Work to be completed - Determine how many lines in the data below contain "white" and write only that number.

Given data -

════════

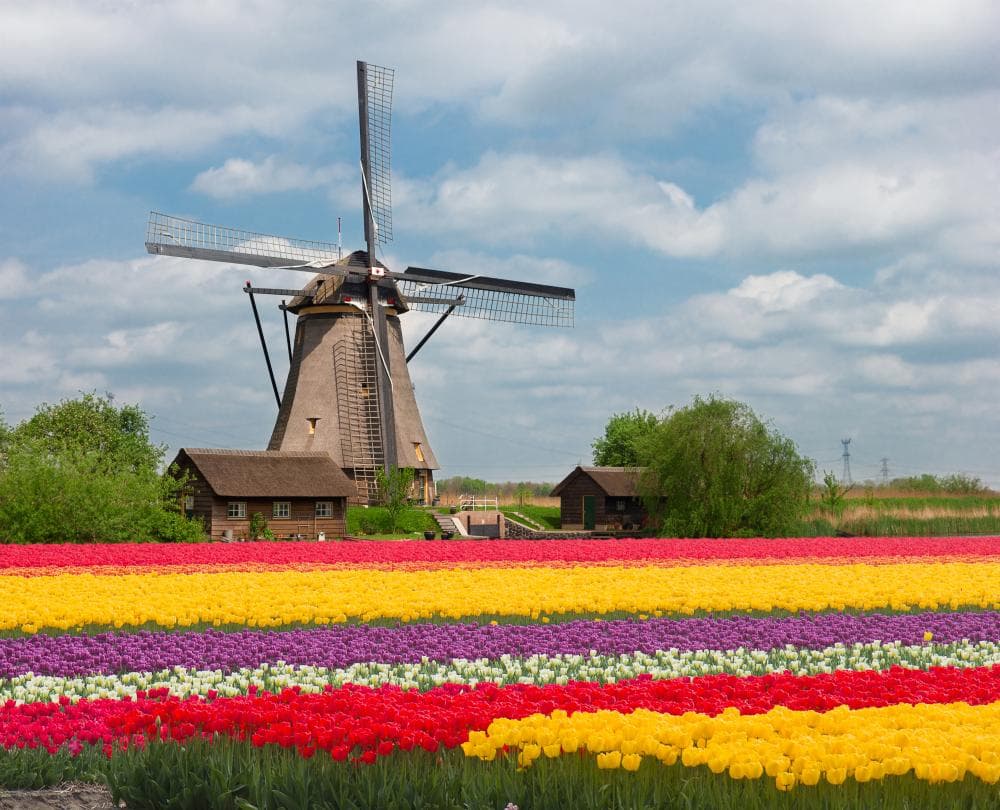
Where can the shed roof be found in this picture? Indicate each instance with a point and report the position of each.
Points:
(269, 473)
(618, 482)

════════

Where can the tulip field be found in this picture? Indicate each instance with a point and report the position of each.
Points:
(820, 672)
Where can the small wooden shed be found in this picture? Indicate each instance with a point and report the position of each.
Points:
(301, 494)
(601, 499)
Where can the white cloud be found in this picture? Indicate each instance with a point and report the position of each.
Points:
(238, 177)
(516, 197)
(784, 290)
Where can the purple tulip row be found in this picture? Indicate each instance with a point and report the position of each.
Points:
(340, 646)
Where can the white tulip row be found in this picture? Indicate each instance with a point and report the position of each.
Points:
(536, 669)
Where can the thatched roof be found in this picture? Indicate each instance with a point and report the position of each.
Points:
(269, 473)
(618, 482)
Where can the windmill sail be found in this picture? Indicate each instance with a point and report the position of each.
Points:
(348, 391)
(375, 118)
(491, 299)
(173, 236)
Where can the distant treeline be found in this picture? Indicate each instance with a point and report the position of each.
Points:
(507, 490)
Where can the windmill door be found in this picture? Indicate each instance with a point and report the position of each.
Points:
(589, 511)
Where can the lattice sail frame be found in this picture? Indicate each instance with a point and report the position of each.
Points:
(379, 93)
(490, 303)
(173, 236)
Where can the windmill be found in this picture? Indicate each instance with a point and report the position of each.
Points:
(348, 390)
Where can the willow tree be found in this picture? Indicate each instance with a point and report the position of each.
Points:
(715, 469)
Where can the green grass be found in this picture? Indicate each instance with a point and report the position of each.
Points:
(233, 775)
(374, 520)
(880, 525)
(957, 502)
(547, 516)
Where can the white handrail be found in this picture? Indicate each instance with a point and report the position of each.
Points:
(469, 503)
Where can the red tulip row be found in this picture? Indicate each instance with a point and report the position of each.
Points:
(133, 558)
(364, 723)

════════

Task result - 3